__Material for the task__:

=-=-=-=-=

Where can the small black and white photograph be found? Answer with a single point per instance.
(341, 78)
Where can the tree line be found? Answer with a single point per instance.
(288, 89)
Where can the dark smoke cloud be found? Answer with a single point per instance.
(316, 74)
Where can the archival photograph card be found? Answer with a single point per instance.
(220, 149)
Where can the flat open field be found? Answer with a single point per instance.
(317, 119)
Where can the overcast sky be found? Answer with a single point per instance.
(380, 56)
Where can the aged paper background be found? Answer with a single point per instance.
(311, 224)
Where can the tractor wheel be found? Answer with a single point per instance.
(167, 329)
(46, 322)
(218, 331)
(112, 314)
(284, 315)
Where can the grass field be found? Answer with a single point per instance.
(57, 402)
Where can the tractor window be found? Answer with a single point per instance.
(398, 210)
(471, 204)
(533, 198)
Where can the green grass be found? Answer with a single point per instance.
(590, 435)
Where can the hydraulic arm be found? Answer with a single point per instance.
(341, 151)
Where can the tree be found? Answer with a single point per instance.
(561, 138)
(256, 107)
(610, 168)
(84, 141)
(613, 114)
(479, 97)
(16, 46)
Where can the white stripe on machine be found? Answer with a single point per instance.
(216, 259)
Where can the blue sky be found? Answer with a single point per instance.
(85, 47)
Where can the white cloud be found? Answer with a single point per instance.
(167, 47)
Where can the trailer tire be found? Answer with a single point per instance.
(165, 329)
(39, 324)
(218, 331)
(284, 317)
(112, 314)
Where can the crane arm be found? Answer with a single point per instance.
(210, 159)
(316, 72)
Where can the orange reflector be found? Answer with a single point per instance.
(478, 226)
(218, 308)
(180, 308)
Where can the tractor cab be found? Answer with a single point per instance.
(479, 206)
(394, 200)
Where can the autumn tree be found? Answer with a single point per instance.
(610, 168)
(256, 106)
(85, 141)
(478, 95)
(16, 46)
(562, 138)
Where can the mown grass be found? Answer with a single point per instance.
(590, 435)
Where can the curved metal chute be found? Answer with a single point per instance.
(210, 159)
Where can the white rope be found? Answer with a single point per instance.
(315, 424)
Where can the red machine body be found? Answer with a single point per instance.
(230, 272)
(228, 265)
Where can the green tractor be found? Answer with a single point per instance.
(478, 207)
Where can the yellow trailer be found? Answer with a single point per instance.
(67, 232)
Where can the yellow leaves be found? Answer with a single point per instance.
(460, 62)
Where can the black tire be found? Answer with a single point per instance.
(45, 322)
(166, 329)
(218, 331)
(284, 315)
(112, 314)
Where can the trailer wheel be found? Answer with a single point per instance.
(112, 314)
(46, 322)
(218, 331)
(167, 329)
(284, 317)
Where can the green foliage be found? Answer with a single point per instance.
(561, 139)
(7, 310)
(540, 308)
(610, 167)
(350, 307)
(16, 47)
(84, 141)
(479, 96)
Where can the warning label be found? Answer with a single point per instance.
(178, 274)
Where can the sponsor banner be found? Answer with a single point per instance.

=-=-=-=-=

__What you will do__: Rewrite the listing starting at the line containing "Where can the yellow leaves" and ending with its final line, keeping every line, requests included. Shift the answer coordinates by adding 142 to each number in them.

__Final result__:
Where can the yellow leaves be found? Answer with a single point per instance.
(602, 204)
Where can the black tire be found? Answer with a single point per instance.
(187, 464)
(308, 471)
(360, 473)
(426, 457)
(254, 456)
Where can the trailer wheel be found? Answer with a single point per instance.
(254, 456)
(188, 464)
(360, 473)
(309, 471)
(426, 459)
Where can the green foliage be found? Answer with a single point per instance.
(703, 281)
(149, 452)
(682, 450)
(752, 309)
(492, 449)
(158, 189)
(226, 283)
(621, 238)
Where can the warning label be found? Answer with a single point per instance.
(320, 416)
Where can the sponsor banner be found? Answer with a single point per instance.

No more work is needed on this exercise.